'''

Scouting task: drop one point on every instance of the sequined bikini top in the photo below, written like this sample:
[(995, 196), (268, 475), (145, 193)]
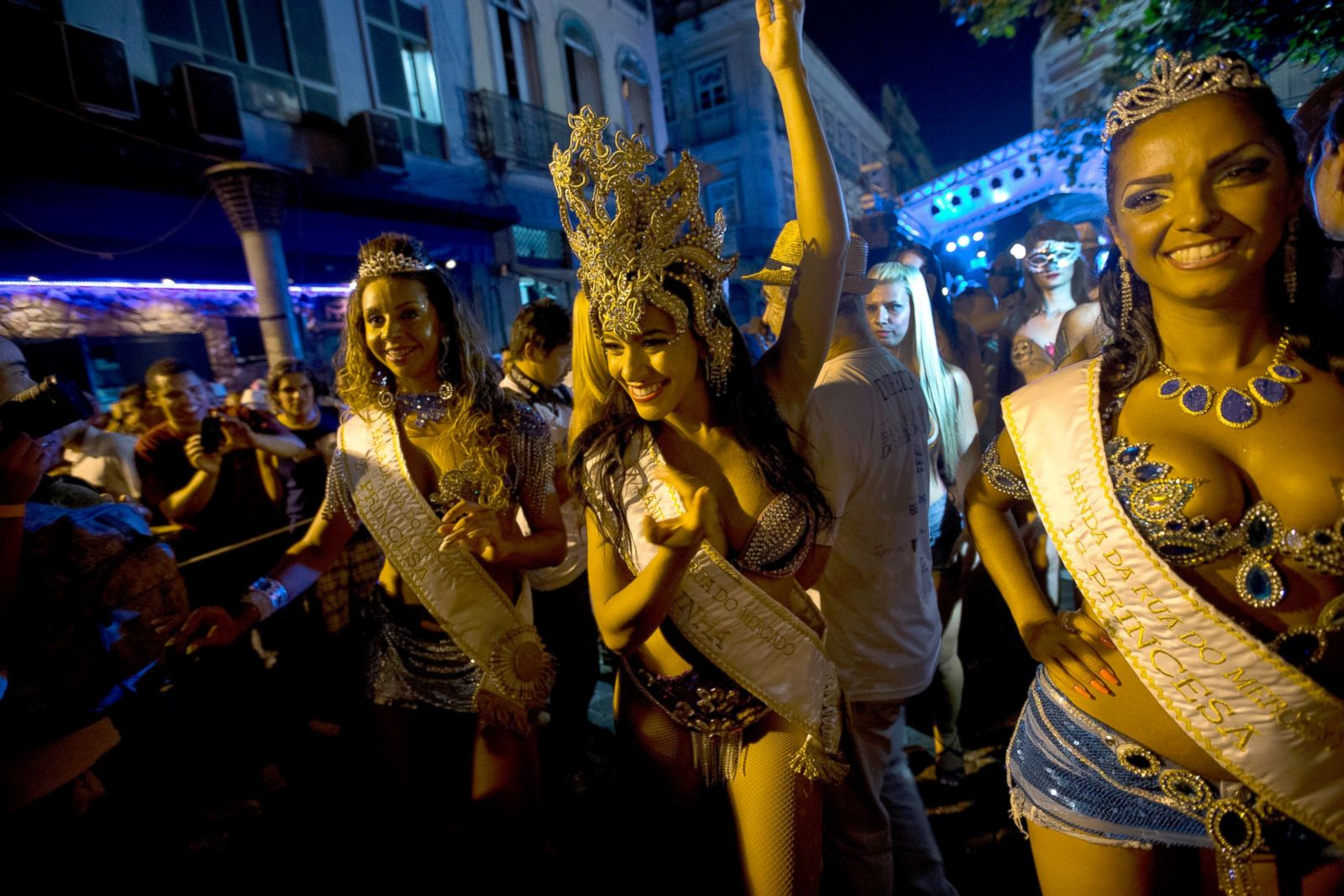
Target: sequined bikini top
[(1156, 501), (780, 539)]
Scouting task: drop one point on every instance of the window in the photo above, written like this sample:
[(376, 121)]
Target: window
[(403, 73), (635, 93), (584, 78), (276, 47), (711, 86), (723, 194), (515, 53), (669, 101)]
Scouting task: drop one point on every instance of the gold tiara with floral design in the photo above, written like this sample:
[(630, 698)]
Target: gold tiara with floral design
[(1176, 80), (632, 235)]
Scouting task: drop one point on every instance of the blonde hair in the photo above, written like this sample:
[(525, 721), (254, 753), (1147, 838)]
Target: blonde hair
[(920, 352), (479, 419)]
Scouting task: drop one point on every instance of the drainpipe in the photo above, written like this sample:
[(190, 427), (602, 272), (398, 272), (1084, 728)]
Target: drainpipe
[(253, 196)]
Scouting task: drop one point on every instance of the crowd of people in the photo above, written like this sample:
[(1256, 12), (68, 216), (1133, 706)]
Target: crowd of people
[(765, 533)]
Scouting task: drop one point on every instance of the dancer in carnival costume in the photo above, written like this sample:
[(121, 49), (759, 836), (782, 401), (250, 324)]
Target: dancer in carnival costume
[(699, 506), (1194, 701), (454, 663)]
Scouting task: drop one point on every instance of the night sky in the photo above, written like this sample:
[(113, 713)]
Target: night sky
[(967, 98)]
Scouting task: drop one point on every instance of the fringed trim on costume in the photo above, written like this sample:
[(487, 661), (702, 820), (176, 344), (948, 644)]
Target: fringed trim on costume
[(718, 755), (501, 712), (813, 763)]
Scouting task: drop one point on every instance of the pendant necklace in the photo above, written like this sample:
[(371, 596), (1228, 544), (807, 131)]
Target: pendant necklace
[(1234, 407)]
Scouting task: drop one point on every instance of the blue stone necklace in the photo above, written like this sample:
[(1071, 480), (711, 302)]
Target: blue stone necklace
[(1234, 407)]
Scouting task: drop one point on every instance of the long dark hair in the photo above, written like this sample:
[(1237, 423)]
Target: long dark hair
[(1315, 333), (1035, 298), (597, 469), (479, 417)]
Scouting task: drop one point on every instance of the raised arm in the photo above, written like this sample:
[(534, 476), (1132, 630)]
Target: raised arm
[(790, 367)]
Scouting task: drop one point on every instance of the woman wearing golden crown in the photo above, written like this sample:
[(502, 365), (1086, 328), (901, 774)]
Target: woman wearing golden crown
[(699, 506), (454, 663), (1194, 493)]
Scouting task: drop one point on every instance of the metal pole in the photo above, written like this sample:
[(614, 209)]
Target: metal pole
[(253, 196)]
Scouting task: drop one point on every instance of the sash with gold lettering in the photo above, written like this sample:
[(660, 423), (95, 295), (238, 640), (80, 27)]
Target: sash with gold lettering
[(746, 633), (456, 590), (1258, 716)]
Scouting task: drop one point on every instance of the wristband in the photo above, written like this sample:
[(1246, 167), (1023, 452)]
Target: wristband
[(266, 595)]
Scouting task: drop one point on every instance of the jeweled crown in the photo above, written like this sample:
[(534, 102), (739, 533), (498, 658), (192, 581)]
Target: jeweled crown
[(1176, 80), (631, 234), (381, 262)]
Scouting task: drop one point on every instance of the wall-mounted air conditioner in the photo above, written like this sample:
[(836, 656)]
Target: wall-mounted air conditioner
[(210, 97), (376, 140), (100, 78)]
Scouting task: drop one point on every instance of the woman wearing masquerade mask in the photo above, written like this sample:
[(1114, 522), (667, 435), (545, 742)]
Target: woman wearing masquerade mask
[(1054, 288), (454, 664), (699, 506), (1194, 700)]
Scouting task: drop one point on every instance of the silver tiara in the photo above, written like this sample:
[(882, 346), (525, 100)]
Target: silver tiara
[(383, 264), (1176, 80)]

'''

**About this exercise**. Starting with the line that holds "Scouting task: drop one point on every instance of the crowd" and ending with the line that holds "Scouting task: drop one point on every instance of the sash", retype every line in the data above exactly, and nothing else.

**Answer space**.
Scouting task: drop one point on every instance of the crowd of people in the photo above, written like this sample:
[(1256, 12), (68, 216), (1133, 706)]
Target: crowd of people
[(765, 533)]
Scouting task: drop one point on every instance of the dancer in carnival costume in the photo above, written like this sample:
[(121, 49), (759, 836), (782, 401), (250, 324)]
Target: dancer in carnival costume
[(699, 506), (1194, 701), (454, 663)]
Scouting task: drop one point on every instance of the night sky in the photo above, written like this sample:
[(113, 713)]
Target: night sky
[(967, 98)]
Scouting task: drop one point on every instance of the fringed trim on costume in the photo above, written like this sample:
[(487, 661), (702, 820), (176, 344), (948, 644)]
Target: fringed trim on costume
[(718, 755), (501, 712), (813, 763)]
Scouting task: drop one point on every instance of the pendant necklace in the photo above, written like this sample:
[(371, 596), (1228, 544), (807, 131)]
Target: pendant necklace
[(1234, 407)]
Scouting task: drop one point on every instance of the blue stone necklace in the photo above, written like this sample:
[(1071, 480), (711, 302)]
Target: blue stone necklace
[(1234, 407)]
Scouting task: drop one point on every instance of the long dark hair in the photo above, written like this sample:
[(1237, 423)]
Target: long dark hair
[(1315, 333), (1035, 298), (597, 469), (479, 417)]
Scouting task: drop one point on every instance of the raised arm in the photo above, written like this sample:
[(534, 476), (1132, 630)]
Target: raised arm
[(790, 367)]
Scouting task: drop one point on every instance of the woman wearing golden crown in the photo above, written like this sample:
[(502, 365), (1086, 328), (901, 774)]
Target: woman wearing golden crown
[(699, 506), (454, 663), (1194, 493)]
Scouting task: drop one point on every instance of the metal pole in the photo above, written like this sample:
[(614, 209)]
Target: metal pole
[(253, 196)]
Scouting task: drop one point on every instance of the sash with gold lettering in the photo above, written like this sample:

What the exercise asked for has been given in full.